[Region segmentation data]
..............................
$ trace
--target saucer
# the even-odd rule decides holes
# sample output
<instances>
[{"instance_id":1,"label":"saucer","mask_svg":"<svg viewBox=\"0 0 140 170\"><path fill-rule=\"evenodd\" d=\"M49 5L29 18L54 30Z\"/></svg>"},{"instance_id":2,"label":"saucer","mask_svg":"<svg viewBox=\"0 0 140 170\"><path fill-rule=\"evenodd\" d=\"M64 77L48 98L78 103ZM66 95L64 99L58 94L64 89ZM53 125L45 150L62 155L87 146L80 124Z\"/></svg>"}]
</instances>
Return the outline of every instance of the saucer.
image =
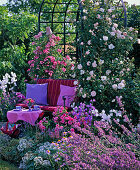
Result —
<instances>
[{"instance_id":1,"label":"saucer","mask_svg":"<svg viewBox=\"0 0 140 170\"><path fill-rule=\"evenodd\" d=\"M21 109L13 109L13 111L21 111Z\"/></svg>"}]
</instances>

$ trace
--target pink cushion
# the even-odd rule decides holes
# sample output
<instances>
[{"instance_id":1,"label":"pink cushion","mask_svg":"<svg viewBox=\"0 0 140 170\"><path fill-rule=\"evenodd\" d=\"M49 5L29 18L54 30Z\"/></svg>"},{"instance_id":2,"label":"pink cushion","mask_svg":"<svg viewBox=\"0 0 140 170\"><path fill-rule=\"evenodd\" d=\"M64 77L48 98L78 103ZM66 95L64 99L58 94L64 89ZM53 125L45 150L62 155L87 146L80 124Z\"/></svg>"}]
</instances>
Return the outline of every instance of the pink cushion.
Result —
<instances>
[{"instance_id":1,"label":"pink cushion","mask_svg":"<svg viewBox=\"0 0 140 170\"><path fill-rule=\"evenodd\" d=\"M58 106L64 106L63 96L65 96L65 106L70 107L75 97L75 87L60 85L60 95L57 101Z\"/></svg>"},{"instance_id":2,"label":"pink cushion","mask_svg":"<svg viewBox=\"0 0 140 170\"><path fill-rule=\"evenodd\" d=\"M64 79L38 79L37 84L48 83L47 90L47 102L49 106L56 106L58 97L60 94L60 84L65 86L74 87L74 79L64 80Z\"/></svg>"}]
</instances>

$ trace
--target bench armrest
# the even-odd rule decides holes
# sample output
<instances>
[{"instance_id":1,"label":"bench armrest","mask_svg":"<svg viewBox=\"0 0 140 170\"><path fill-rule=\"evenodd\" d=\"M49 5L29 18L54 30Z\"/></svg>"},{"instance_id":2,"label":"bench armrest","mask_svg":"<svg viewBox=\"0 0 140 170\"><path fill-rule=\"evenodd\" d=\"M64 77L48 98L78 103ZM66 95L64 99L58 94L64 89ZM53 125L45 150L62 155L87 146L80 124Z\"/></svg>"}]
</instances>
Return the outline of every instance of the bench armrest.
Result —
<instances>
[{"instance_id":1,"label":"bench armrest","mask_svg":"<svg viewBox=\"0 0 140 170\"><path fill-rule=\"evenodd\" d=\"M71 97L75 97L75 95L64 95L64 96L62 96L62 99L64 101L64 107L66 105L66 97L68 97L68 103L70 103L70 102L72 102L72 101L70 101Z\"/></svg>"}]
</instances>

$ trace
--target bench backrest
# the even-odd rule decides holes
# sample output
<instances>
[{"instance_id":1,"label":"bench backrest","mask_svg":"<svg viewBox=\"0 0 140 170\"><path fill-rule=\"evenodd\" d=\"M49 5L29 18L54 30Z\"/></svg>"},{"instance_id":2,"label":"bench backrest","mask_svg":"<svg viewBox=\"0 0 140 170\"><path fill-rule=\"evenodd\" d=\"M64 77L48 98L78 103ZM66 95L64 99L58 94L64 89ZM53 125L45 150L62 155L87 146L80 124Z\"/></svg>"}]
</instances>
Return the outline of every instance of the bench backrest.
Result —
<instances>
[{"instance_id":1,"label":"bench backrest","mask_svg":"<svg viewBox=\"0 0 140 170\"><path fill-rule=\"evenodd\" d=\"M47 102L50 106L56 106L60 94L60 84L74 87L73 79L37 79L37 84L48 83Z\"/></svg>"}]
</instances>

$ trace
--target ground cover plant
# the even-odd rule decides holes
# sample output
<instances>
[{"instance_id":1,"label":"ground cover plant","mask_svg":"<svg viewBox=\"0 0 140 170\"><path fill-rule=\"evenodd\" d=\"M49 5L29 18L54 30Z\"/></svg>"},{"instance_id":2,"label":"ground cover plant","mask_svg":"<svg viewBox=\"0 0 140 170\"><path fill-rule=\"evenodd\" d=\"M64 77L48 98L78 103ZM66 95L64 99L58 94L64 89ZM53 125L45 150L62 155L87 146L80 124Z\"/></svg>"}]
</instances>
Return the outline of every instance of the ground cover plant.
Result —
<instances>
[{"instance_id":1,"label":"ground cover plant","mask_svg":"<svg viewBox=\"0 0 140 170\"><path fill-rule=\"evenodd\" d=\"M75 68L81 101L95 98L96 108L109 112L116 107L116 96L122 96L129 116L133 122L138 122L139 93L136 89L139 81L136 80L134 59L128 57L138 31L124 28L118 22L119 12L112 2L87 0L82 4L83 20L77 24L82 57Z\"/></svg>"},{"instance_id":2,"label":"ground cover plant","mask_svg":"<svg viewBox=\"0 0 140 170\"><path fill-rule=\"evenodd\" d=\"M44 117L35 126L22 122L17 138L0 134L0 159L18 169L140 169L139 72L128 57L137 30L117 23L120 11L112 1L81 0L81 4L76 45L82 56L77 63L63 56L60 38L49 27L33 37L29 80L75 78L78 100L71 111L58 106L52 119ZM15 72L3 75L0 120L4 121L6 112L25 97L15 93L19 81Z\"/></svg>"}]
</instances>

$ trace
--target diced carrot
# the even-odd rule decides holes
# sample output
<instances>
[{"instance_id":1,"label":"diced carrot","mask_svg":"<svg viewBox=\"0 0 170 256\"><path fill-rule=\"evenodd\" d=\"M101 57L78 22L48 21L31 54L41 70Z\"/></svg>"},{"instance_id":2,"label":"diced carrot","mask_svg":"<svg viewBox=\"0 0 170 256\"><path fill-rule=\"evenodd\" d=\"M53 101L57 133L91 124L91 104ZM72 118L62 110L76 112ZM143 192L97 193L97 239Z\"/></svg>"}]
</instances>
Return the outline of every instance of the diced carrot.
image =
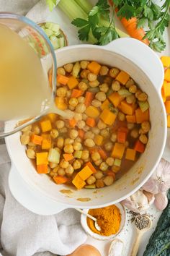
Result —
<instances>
..............................
EXERCISE INSTRUCTIONS –
Pull out each line of the material above that contains the word "outline" and copy every one of them in full.

FULL OUTPUT –
Return the outline of every instance of the saucer.
Return the outline of every instance of the pink cushion.
Return the outline of every instance of the bench armrest.
Return the outline of every instance of the bench backrest.
Return the outline of every instance of the ground cover plant.
Return the outline of every instance of the diced carrot.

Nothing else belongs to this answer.